Items from a data source
----------

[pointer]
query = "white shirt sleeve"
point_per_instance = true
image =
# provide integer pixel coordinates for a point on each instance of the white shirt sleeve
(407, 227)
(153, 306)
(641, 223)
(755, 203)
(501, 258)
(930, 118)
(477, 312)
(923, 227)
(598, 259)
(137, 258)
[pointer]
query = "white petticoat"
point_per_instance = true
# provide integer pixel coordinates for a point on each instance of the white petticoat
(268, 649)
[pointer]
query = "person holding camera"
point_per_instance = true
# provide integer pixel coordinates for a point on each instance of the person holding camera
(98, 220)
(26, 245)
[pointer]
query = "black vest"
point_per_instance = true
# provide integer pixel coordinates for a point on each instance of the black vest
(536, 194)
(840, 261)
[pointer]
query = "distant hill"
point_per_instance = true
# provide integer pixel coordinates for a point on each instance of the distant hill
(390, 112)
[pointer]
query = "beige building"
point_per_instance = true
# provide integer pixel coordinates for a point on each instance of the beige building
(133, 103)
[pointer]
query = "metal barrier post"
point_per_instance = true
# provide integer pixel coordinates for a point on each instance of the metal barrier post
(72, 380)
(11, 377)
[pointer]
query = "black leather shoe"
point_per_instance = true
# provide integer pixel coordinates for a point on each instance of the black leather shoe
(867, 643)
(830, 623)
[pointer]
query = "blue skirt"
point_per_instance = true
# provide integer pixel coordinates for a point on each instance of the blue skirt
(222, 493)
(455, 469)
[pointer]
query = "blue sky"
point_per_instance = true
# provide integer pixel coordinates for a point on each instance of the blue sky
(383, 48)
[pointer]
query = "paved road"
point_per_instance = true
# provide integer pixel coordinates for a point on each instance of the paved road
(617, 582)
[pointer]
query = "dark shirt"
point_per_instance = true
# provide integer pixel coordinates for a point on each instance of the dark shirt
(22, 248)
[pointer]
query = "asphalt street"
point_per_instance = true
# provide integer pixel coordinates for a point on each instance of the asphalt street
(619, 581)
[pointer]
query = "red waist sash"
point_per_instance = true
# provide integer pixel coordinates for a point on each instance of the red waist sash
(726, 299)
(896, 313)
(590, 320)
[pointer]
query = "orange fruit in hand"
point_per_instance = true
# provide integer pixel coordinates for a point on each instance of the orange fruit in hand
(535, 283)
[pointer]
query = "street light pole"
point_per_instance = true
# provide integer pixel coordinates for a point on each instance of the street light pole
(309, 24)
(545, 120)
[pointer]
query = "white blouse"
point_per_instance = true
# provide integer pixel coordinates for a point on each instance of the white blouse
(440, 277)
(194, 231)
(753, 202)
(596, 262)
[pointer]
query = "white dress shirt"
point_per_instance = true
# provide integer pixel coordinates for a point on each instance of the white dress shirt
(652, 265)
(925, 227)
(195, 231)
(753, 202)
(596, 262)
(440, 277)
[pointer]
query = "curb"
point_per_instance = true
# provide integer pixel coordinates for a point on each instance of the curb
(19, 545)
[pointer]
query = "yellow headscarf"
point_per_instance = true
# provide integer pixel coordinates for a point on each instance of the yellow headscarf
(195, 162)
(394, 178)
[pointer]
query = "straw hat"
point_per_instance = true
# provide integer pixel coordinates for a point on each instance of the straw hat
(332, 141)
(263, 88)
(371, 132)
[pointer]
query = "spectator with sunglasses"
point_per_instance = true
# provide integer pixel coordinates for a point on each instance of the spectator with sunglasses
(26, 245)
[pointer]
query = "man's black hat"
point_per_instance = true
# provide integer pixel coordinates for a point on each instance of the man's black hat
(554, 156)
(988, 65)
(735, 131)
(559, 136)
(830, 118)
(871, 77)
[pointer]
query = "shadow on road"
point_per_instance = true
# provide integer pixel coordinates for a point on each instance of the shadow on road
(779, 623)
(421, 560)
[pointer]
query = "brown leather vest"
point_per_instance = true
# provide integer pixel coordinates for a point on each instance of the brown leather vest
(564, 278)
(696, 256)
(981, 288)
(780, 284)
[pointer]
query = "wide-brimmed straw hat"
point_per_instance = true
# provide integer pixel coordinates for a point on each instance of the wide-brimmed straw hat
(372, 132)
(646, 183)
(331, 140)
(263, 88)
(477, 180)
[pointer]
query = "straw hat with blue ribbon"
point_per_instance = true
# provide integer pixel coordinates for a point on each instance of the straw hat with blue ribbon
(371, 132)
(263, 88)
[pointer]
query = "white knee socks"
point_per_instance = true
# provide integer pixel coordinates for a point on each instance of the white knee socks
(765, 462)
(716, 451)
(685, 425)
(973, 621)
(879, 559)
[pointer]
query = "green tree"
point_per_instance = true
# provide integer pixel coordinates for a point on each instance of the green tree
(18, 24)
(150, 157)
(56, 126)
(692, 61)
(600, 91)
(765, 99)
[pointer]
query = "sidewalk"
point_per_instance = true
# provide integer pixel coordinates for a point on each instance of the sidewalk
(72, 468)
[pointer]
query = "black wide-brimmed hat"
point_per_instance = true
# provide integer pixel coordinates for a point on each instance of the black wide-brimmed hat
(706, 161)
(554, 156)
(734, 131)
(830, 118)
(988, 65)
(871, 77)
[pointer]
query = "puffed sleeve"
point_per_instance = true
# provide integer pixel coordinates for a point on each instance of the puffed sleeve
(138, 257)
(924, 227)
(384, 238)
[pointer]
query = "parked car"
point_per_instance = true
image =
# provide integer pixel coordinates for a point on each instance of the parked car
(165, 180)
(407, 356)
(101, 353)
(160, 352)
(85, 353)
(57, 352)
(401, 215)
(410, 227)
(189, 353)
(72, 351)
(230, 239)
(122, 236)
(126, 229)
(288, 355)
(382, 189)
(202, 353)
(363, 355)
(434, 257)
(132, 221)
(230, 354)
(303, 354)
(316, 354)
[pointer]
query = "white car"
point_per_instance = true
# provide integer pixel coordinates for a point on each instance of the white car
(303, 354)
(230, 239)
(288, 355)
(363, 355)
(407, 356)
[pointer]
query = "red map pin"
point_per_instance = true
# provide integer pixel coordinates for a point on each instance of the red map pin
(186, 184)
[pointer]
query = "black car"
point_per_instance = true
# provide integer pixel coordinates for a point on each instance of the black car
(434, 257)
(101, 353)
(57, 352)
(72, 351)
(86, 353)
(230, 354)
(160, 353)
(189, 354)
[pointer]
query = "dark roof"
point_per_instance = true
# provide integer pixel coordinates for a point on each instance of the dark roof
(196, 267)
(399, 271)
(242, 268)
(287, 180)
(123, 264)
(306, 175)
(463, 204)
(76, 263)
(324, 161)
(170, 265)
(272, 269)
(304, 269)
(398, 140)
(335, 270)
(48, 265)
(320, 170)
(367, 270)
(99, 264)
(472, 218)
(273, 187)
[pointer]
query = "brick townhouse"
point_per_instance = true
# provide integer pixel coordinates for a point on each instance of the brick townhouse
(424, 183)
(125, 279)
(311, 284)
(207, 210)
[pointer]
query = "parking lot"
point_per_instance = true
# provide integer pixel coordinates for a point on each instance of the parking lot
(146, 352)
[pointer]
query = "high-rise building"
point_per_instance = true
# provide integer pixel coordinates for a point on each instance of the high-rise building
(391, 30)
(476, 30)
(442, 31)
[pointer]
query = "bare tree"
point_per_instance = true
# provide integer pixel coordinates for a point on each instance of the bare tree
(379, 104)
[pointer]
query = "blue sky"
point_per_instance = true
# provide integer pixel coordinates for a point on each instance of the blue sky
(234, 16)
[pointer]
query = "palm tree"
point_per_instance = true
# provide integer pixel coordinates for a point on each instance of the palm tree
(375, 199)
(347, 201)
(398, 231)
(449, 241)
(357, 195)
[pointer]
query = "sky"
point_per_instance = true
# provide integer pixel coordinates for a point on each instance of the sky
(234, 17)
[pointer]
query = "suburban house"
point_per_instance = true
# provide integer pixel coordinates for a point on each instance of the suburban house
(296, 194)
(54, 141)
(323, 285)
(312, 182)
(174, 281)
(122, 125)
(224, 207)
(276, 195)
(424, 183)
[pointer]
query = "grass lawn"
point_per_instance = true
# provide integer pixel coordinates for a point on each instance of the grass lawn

----------

Task: The lines that mention the word "grass" should be pulled from the records above.

Worked solution:
query = "grass lawn"
# provide integer pixel coordinates for a point on each instance of the grass lawn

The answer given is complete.